→ **TEXTO FORNECIDO**:
A posse ou porte de arma quebrada configura crime?

Publicado por Flávia Ortega Kluska
há 8 anos

Antes de responder tal questionamento, é relevante trazer as seguintes premissas acerca da posse/porte de arma de fogo:

A posse ou o porte de arma de fogo desmuniciada configura crime

A posse (art. 12 da Lei nº 10.826/2003) ou o porte (art. 14) de arma de fogo configura crime mesmo que ela esteja desmuniciada. Trata-se, atualmente, de posição pacífica tanto no STF como no STJ. Para a jurisprudência, a simples posse ou porte de arma, munição ou acessório de uso permitido — sem autorização e em desacordo com determinação legal ou regulamentar — configura os crimes previstos nos arts. 12 ou 14 da Lei nº 10.826/2003. Isso porque, por serem delitos de perigo abstrato, é irrelevante o fato de a arma apreendida estar desacompanhada de munição, já que o bem jurídico tutelado é a segurança pública e a paz social.

Neste sentido:

STJ. 3ª Seção. AgRg nos EAREsp 260.556/SC, Rel. Min. Sebastião Reis Júnior, julgado em 26/03/2014.

STF. 2ª Turma. HC 95073/MS, red. P/ o acórdão Min. Teori Zavascki, 19/3/2013 (Info 699).

A posse ou porte apenas da munição configura crime

A posse ou o porte apenas da munição (ou seja, desacompanhada da arma) configura crime. Isso porque tal conduta consiste em crime de perigo abstrato, para cuja caracterização não importa o resultado concreto da ação. O objetivo do legislador foi o de antecipar a punição de fatos que apresentam potencial lesivo à população, prevenindo a prática de crimes.

Neste sentido:

STF. 2ª Turma. HC 119154, Rel. Min. Teori Zavascki, julgado em 26/11/2013.

STJ. 6ª Turma. AgRg no REsp 1442152/MG, Min. Maria Thereza de Assis Moura, julgado em 07/08/2014.

→ **Registros do conjunto de dados**:
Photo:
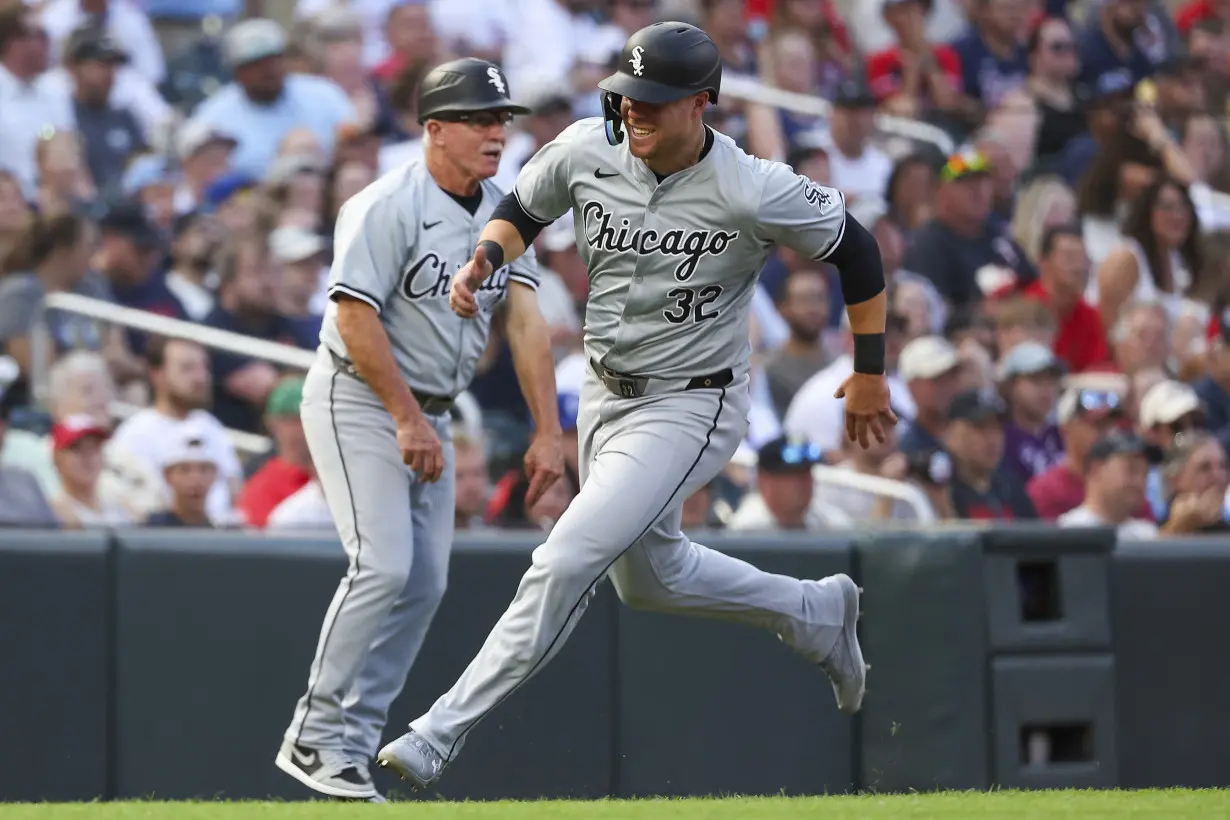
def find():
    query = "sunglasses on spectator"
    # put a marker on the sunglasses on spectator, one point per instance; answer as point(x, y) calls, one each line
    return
point(479, 118)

→ **QUESTÕES PARA RESOLVER**:
1 – Consegue transcrever, do texto sobre posse e porte de arma, tudo o que vai desde "STF. 2ª Turma. HC 95073/MS, red." até "julgado em 07/08/2014."?
2 – Como fica em inglês esta frase do texto sobre posse e porte de arma: "O objetivo do legislador foi o de antecipar a punição de fatos que apresentam potencial lesivo à população, prevenindo a prática de crimes."?
Os dados provêm de outra fonte.

→ **RESPOSTAS POR QUESTÃO**:
1 –
STF. 2ª Turma. HC 95073/MS, red. P/ o acórdão Min. Teori Zavascki, 19/3/2013 (Info 699).

A posse ou porte apenas da munição configura crime

A posse ou o porte apenas da munição (ou seja, desacompanhada da arma) configura crime. Isso porque tal conduta consiste em crime de perigo abstrato, para cuja caracterização não importa o resultado concreto da ação. O objetivo do legislador foi o de antecipar a punição de fatos que apresentam potencial lesivo à população, prevenindo a prática de crimes.

Neste sentido:

STF. 2ª Turma. HC 119154, Rel. Min. Teori Zavascki, julgado em 26/11/2013.

STJ. 6ª Turma. AgRg no REsp 1442152/MG, Min. Maria Thereza de Assis Moura, julgado em 07/08/2014.

2 – The legislator's aim was to anticipate the punishment of acts that pose a potential for harm to the population, thereby preventing the commission of crimes.